--- EXTRACTED ENTRIES Enclosed Below ---
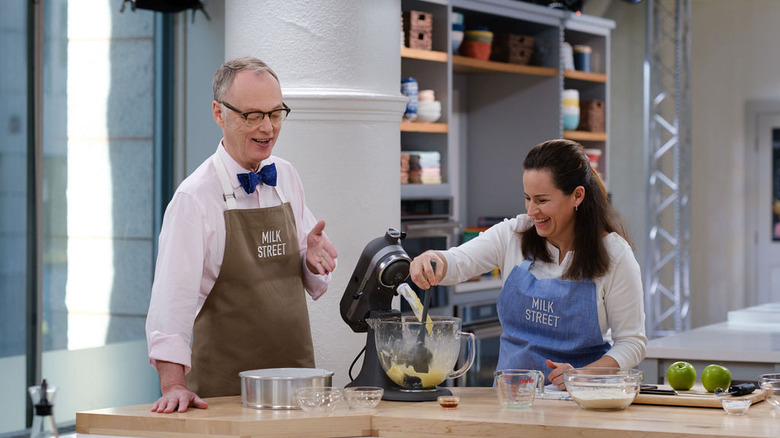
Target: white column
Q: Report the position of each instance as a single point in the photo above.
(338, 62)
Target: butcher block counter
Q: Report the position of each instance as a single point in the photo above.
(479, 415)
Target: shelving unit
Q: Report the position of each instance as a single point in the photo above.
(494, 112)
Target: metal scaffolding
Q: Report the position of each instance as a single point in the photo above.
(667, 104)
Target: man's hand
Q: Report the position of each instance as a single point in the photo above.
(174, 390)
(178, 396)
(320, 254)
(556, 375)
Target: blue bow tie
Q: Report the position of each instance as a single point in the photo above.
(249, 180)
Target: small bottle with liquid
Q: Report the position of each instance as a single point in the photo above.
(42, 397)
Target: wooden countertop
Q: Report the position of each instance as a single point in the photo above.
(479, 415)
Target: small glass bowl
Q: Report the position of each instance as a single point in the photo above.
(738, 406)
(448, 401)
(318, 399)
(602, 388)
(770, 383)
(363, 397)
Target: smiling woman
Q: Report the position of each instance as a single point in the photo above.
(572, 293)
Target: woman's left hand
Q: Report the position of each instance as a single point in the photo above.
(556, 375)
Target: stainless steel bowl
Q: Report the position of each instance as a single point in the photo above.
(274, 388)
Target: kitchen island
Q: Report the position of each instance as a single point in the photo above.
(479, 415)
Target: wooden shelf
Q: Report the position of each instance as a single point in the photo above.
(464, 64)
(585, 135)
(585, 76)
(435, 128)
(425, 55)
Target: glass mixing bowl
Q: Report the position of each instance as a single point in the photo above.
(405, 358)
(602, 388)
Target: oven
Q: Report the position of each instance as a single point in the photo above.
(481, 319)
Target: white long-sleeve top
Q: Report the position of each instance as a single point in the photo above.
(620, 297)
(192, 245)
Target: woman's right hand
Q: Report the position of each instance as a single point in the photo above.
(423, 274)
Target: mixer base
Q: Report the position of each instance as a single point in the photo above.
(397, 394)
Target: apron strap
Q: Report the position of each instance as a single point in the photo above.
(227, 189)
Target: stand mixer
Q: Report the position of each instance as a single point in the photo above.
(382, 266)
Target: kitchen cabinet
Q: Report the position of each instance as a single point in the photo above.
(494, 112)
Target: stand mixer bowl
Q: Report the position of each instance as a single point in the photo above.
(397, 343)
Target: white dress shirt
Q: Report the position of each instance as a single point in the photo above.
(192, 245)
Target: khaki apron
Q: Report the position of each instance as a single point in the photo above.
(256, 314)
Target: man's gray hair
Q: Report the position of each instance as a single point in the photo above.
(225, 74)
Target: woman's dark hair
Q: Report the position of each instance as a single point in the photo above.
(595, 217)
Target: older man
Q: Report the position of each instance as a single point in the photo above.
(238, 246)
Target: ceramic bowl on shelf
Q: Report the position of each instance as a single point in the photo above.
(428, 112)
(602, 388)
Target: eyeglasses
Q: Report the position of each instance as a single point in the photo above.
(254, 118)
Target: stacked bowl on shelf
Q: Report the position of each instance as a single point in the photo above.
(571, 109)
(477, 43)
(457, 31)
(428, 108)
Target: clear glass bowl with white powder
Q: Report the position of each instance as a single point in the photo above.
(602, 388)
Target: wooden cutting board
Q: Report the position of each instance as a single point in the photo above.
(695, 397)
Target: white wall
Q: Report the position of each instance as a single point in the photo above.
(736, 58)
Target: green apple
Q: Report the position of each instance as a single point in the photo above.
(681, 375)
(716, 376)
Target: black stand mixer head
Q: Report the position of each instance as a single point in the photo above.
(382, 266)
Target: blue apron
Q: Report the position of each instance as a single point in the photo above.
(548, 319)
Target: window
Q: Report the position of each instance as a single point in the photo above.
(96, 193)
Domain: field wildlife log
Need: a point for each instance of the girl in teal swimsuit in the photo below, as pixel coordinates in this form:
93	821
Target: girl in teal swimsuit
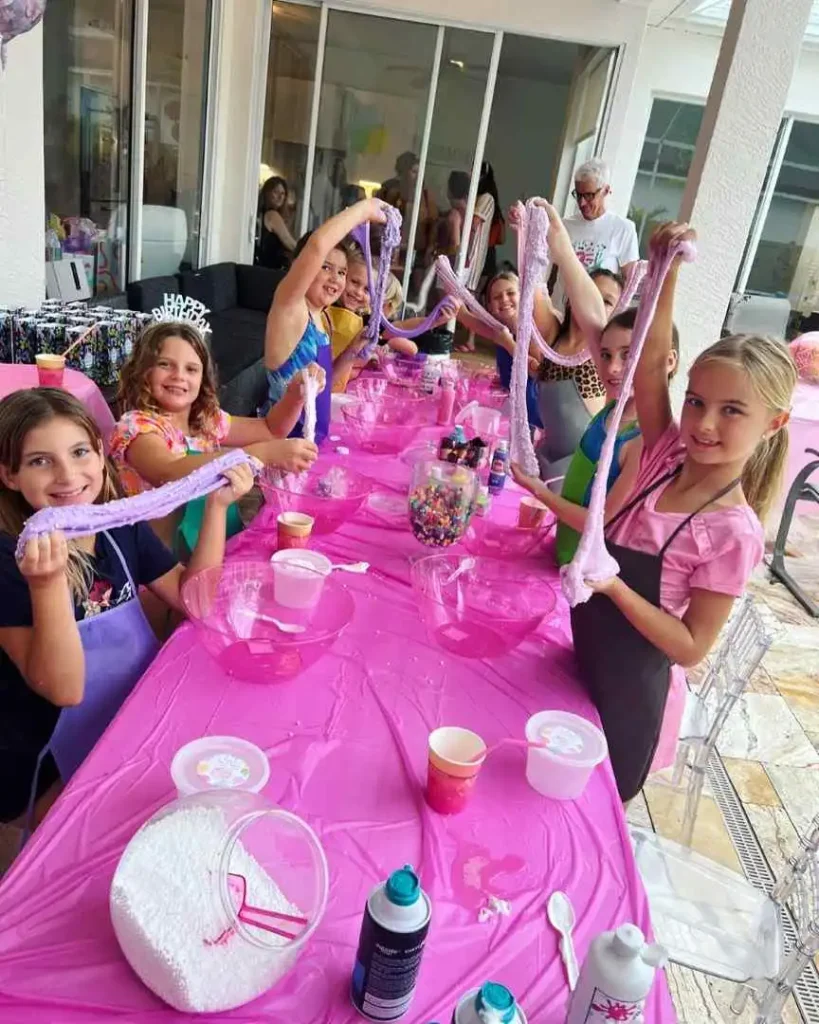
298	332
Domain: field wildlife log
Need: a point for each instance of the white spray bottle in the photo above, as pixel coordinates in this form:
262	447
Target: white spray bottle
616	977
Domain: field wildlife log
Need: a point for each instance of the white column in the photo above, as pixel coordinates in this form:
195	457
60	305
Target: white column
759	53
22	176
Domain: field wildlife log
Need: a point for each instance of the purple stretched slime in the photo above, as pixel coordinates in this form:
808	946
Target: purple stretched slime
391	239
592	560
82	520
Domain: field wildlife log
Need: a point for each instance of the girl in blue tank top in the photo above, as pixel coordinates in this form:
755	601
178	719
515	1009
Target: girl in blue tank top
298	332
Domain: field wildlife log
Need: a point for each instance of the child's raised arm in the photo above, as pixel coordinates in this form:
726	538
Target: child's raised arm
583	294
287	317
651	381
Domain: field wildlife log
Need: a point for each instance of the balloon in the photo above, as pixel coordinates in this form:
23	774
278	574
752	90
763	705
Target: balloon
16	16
--- End of Enclosed EXTRACTED ENTRIES ---
» TASK: Would you please copy exactly the part of the entries above that begins at the line containing "Target: eyeglasses" and ends at the line containing "Target: blue apron", both lines included?

» RESPONSE TO THE EXERCISE:
Target: eyeglasses
Q: Report the position of each instance as a single point in the photo above.
(254, 118)
Target: stacked bowl on shelf
Q: Report the position of each instance as a single point in the photo above.
(571, 109)
(477, 43)
(457, 31)
(428, 108)
Target: clear glass bowl with white powder
Q: Report the position of each instance as a single point in the photo above.
(602, 388)
Target: wooden cutting board
Q: Report the position of each instance as a single point in the photo above.
(695, 397)
Target: white wall
Q: Report the position of each instance as a single point in the photo above.
(736, 58)
Target: green apple
Q: Report the position of each instance as a single point in the photo above.
(681, 375)
(716, 376)
Target: black stand mixer head
Q: Report the position of each instance as a single point in the photo above.
(382, 266)
Target: blue apron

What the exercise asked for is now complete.